ESERCIZIO ASSEGNATO A: Trascrivi per favore il brano su "Don't Cry Daddy" da "Non esattamente un" a "la sua famiglia.".
ESERCIZIO ASSEGNATO B: Secondo il brano su "Don't Cry Daddy", perché Elvis non incise la voce lo stesso giorno in cui fu registrata la traccia ritmica?

Da queste sessions abbiamo sviscerato passo dopo passo Kentucky Rain una settimana fa.
Oggi tocca ad un altro gioiello, scritto mirabilmente da uno dei più grandi songwriter di sempre, Mac Davis, che produsse per Elvis altri capolavori , come In The Ghetto, Memories, A Little Less Conversation ed altre ancora…

Don’t Cry Daddy venne pubblicato nel Novembre del 1969 (il lato B scelto fu curiosamente una canzone assai allegra e dallo spirito totalmente diverso come “Rubberneckin”). Inciso nella prima tranche delle sessions di Memphis , Elvis non riuscì, a causa di un forte raffreddore, ad inciderlo nello stesso giorno in cui i musicisti di Memphis si trovarono a registrare la traccia ritmica, il 15 gennaio, ma sovrappose la sua voce il 21, sei giorni dopo.
Non esattamente un metodo che Elvis apprezzava, ma in quel caso fu necessario per portare a compimento la produzione e la realizzazione del brano.

Si è detto molto su “Don’t Cry Daddy” in passato. Molti pensano che sia in assoluto uno dei motivi più autobiografici di Elvis, e probabilmente è così. Il pezzo, che già di per sé è un capolavoro, viene ancora una volta valorizzato dall’interpretazione delle parole che Elvis assorbe rivivendole in prima persona, con la sua voce che è qualcosa di prodigioso, un angelo che libera un triste canto d’amore e di dolore per la sua famiglia.

DATI FORNITI:

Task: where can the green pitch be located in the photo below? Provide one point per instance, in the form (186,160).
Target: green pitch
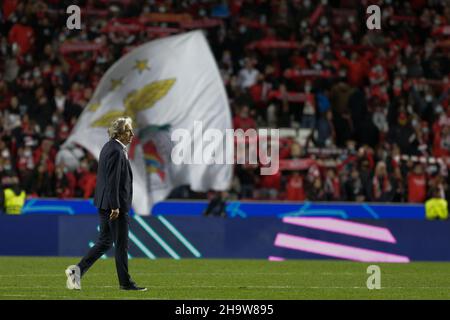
(43,278)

RISPOSTA ALL'ESERCIZIO A:
Non esattamente un metodo che Elvis apprezzava, ma in quel caso fu necessario per portare a compimento la produzione e la realizzazione del brano.

Si è detto molto su “Don’t Cry Daddy” in passato. Molti pensano che sia in assoluto uno dei motivi più autobiografici di Elvis, e probabilmente è così. Il pezzo, che già di per sé è un capolavoro, viene ancora una volta valorizzato dall’interpretazione delle parole che Elvis assorbe rivivendole in prima persona, con la sua voce che è qualcosa di prodigioso, un angelo che libera un triste canto d’amore e di dolore per la sua famiglia.

RISPOSTA ALL'ESERCIZIO B: A causa di un forte raffreddore.